Extract to read:
Segment Open
Course Module Image

Books with Letters

There are special techniques that can help us solve this problem of the colors becoming more confused as the synthesized string becomes longer, but those techniques have other kinds of problems. So, typically, we can read about 150 nucleotides at a time.

This means that the human genome with 3 billion letters will be read in short stretches at a time. This is like trying to read a book with the pages all ripped out and torn into pieces. We have to somehow put the book back together to read the story.

 

The process is something like the following: Suppose we have a string like this (pretend this is the whole genome string):

 

ACCGTCGATCGATCGATCGACGATTCGTC

 

This ­­­­­genome string is cut up into small pieces because the NGS machine can only accurately sequence small strings:

 

ACCGTC  GATC  GATCGAT  CGAC  GATTCGTC

 

Each of the above short strings are sequenced by the NGS machine and reported to us. But because the machine has no idea what short string follows what other short string, the result may be out of order.

 

GATC

ACCGTC

CGAC

GATTCGTC

GATCGAT

 

We need to paste the strings back together to get the original string. But, as you can see, the problem is hard. But how do you know the order in which to put them together? If I paste each of the little strings above, end to end, I get:

 

GATCACCGTCCGACGATTCGTCGATCGAT

 

This is different from the string we started with because the order of the little strings did not follow the same order in the original string.
Segment Closed
Input data:
Segment Open
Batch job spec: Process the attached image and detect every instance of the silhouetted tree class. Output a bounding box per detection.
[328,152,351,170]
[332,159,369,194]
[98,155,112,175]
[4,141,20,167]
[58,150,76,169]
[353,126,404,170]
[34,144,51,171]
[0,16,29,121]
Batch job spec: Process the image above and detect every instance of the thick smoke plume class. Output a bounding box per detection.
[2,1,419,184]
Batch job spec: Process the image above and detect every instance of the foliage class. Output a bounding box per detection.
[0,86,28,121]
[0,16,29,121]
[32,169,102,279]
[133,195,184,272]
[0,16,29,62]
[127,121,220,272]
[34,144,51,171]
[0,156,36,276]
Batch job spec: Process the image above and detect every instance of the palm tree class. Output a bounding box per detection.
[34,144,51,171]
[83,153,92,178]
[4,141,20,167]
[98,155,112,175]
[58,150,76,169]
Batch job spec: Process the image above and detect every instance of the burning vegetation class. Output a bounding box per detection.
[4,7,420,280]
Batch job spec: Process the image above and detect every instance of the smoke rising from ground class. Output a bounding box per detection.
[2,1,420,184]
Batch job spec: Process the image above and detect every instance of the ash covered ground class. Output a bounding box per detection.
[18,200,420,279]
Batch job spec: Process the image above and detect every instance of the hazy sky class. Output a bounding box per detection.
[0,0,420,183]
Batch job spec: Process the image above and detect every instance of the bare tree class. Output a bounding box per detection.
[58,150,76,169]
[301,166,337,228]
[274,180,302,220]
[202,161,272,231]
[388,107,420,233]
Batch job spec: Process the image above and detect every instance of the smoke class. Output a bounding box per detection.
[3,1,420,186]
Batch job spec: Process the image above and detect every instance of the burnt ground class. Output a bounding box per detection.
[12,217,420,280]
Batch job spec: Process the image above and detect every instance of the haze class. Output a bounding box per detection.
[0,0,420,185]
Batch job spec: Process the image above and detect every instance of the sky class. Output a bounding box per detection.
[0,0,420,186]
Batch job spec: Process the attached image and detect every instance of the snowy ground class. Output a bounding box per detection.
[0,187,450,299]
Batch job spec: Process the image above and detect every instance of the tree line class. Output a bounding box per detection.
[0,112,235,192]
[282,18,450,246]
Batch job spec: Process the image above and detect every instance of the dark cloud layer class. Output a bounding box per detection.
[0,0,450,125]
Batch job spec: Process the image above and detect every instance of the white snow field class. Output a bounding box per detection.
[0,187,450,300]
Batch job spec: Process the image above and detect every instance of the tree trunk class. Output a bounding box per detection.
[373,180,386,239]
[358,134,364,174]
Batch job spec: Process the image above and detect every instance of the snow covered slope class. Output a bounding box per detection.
Segment Closed
Apply what you read:
A) In the passage on genome sequencing, about how many nucleotides can typically be read at a time?
B) Repeat the passage on genome sequencing from "GATCACCGTCCGACGATTCGTCGATCGAT" to "in the original string.".
C) Do these statements agree with the passage on genome sequencing? Answer yes or no for each and quote the words that decide it.
(i) The human genome has 3 billion letters.
(ii) The NGS machine reports the short strings in their original order.
(iii) Pasting the short strings end to end in the order reported gives back the original string.

Responses to the tasks:
A) About 150 nucleotides.

B)
GATCACCGTCCGACGATTCGTCGATCGAT

 

This is different from the string we started with because the order of the little strings did not follow the same order in the original string.

C)
(i) Yes: "the human genome with 3 billion letters"
(ii) No: "the machine has no idea what short string follows what other short string, the result may be out of order."
(iii) No: "This is different from the string we started with"